⟨

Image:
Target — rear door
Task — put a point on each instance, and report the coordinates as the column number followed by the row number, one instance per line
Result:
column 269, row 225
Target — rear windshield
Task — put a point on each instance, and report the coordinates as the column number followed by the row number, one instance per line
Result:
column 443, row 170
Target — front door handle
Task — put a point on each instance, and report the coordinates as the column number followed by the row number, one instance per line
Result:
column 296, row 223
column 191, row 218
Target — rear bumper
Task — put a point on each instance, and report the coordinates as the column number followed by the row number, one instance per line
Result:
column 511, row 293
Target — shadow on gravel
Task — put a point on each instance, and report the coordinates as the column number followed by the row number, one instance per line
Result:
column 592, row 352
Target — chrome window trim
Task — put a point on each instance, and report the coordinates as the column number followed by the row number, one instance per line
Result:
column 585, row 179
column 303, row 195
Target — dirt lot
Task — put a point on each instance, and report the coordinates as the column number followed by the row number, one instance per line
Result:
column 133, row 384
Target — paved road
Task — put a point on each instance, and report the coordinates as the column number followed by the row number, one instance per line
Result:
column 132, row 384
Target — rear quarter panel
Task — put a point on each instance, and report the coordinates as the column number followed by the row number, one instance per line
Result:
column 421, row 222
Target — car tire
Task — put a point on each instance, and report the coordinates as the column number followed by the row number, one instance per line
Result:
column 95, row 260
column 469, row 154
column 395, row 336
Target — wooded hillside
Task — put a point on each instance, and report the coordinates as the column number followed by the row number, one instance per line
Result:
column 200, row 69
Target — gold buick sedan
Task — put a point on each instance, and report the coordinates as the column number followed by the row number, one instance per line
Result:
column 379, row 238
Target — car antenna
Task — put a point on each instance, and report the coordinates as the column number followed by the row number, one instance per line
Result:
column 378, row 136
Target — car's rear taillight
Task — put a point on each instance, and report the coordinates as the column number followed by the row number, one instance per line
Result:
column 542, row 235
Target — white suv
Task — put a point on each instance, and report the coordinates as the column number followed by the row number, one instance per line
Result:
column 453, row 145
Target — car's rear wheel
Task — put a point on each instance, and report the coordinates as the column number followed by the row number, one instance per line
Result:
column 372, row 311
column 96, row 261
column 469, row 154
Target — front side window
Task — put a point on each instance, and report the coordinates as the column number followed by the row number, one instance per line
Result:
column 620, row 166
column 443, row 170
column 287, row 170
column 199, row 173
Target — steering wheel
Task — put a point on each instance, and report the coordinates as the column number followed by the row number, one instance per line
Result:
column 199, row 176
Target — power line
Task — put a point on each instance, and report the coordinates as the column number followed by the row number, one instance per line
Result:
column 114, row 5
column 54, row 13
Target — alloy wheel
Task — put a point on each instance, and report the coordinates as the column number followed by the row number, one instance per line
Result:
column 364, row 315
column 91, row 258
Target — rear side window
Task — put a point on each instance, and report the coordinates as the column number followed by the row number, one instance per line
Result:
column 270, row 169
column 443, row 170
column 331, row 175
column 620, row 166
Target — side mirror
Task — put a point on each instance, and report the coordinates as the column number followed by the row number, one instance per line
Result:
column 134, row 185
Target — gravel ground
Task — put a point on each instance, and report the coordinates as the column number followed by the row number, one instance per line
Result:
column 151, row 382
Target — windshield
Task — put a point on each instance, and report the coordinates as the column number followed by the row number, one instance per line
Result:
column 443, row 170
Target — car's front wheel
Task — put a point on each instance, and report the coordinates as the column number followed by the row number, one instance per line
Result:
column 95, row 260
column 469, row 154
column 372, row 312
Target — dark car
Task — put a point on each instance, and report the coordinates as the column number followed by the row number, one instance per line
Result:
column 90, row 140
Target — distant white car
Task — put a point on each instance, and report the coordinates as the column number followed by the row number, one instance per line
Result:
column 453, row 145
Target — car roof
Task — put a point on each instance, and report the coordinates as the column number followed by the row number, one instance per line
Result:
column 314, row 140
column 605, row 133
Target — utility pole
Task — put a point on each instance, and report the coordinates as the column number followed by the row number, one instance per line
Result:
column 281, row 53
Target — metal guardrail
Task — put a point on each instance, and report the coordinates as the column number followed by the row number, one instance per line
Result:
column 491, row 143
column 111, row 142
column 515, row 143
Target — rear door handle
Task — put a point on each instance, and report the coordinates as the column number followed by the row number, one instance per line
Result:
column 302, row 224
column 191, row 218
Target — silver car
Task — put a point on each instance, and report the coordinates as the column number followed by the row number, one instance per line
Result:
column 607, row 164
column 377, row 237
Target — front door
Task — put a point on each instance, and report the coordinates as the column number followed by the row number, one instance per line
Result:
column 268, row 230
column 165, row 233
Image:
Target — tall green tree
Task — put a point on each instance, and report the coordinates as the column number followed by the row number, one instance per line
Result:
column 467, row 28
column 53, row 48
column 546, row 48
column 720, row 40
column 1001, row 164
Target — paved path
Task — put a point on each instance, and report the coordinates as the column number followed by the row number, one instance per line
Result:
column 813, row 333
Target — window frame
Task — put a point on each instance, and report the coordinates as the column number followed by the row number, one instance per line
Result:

⟩

Print the data above again, verbatim and line for line, from start to finish.

_Result below_
Image:
Target — rear door
Task — put a point on each instance, and report the coordinates as the column number followed by the row number, one instance per line
Result:
column 269, row 225
Target — rear windshield
Task — put a point on each instance, and report the coordinates as the column number followed by the row number, one instance per line
Result:
column 443, row 170
Target — front door handle
Task — put a point on each instance, and report the coordinates as the column number followed by the row number, one instance per line
Result:
column 296, row 223
column 191, row 218
Target — rear bumper
Task — put a point on each instance, and report the coordinates as the column number followed by the row number, one instance per line
Result:
column 511, row 293
Target — shadow on gravel
Task — put a point on each instance, and report the coordinates as the column number followed by the row number, one instance per line
Result:
column 592, row 352
Target — chrome window trim
Task — put a point on each instance, and report the coordinates as the column number followed by the row number, one instance per line
Result:
column 585, row 179
column 303, row 195
Target — dirt lot
Task — put a point on each instance, and report the coordinates as the column number followed by the row number, one instance per line
Result:
column 133, row 384
Target — paved road
Task — put a point on each instance, and report the coordinates as the column number followed by the row number, one instance per line
Result:
column 132, row 384
Target — rear quarter panel
Task — put a point on each instance, and report the coordinates as the column number followed by the row number, one instance per line
Result:
column 421, row 222
Target — car tire
Task — put a point on each instance, and report the coordinates as the column number followed by the row number, one instance per line
Result:
column 95, row 260
column 469, row 154
column 395, row 336
Target — wooded hillside
Task — put a point on each instance, and report the coordinates as the column number followed by the row number, one instance per line
Result:
column 200, row 69
Target — gold buick sedan
Task — put a point on each instance, and report the coordinates as the column number followed by the row number, one instance per line
Result:
column 379, row 238
Target — car antenna
Task — put a point on each instance, and report the coordinates as the column number followed by the row number, one instance per line
Result:
column 378, row 136
Target — car's rear taillight
Task — put a point on each instance, and report the coordinates as the column number followed by the row number, one instance per line
Result:
column 542, row 235
Target — white suv
Task — put a point on each instance, and report the coordinates as the column number followed by the row number, one instance per line
Result:
column 453, row 145
Target — car's rear wheel
Task — put a point on each instance, and report the coordinates as the column number followed by the row number, one instance per line
Result:
column 372, row 311
column 96, row 261
column 469, row 154
Target — front side window
Task — put a point on each instance, and report the coordinates as the column number followed by the row number, one instance per line
Result:
column 620, row 166
column 443, row 170
column 287, row 170
column 199, row 173
Target — steering wheel
Task — put a point on each instance, and report the coordinates as the column number followed by the row number, one instance per line
Result:
column 199, row 176
Target — power line
Task — put a point on each instance, and report the coordinates as the column number followed by the row number, one instance per line
Result:
column 114, row 5
column 54, row 13
Target — alloy wheel
Task — put a point on each instance, and report the coordinates as the column number followed by the row number, one instance per line
Result:
column 364, row 315
column 91, row 258
Target — rear side window
Task — put a point on each instance, and report the coordinates as the column number followed by the row number, one instance per line
Result:
column 270, row 169
column 443, row 170
column 331, row 175
column 620, row 166
Target — side mirror
Task — put a point on each instance, and report the coordinates as the column number followed by the row number, one instance per line
Result:
column 134, row 185
Target — gravel ground
Task — put a point on each instance, and report the coordinates as the column number followed by the row number, one instance per line
Result:
column 151, row 382
Target — windshield
Task — put a point on each instance, and report the coordinates as the column number followed by the row number, one instance per line
Result:
column 443, row 170
Target — car's front wheel
Task — put a point on each instance, and report the coordinates as the column number followed by the row number, one instance per line
Result:
column 95, row 260
column 469, row 154
column 372, row 312
Target — dark car
Task — put a point on each instance, and report the coordinates as the column number followed by the row number, one instance per line
Result:
column 90, row 140
Target — distant white car
Task — put a point on each instance, and report the coordinates as the column number followed by the row number, one instance per line
Result:
column 453, row 145
Target — car roof
Task — put a point on each instance, and report the coordinates as the column number followed by the row number, one instance per line
Result:
column 314, row 140
column 605, row 133
Target — utility pole
Task — put a point on each instance, and report the coordinates as the column number followed by the row number, one instance per line
Result:
column 281, row 53
Target — metal guardrail
Task — put a point on each instance, and report the coordinates as the column number followed by the row number, one instance per line
Result:
column 491, row 143
column 111, row 142
column 515, row 143
Target — rear door handle
Task — put a point on each instance, and report the coordinates as the column number followed by the row number, one instance per line
Result:
column 302, row 224
column 191, row 218
Target — silver car
Task — put a point on each instance, and report the coordinates as the column number followed by the row number, one instance per line
Result:
column 607, row 164
column 377, row 237
Target — front door
Task — put a point on each instance, and report the coordinates as the column number followed by the row number, one instance per line
Result:
column 268, row 230
column 165, row 233
Image:
Target — tall green tree
Task — put a point on each instance, and report the coordinates as the column number followed by the row number, one instance per line
Result:
column 467, row 28
column 53, row 48
column 546, row 48
column 720, row 40
column 1001, row 164
Target — paved path
Task — put a point on each instance, and report the coordinates as the column number followed by the row number, one instance per line
Result:
column 813, row 333
Target — window frame
Task — put a point on each instance, and report the coordinates as the column number followed by the row number, one instance per line
Result:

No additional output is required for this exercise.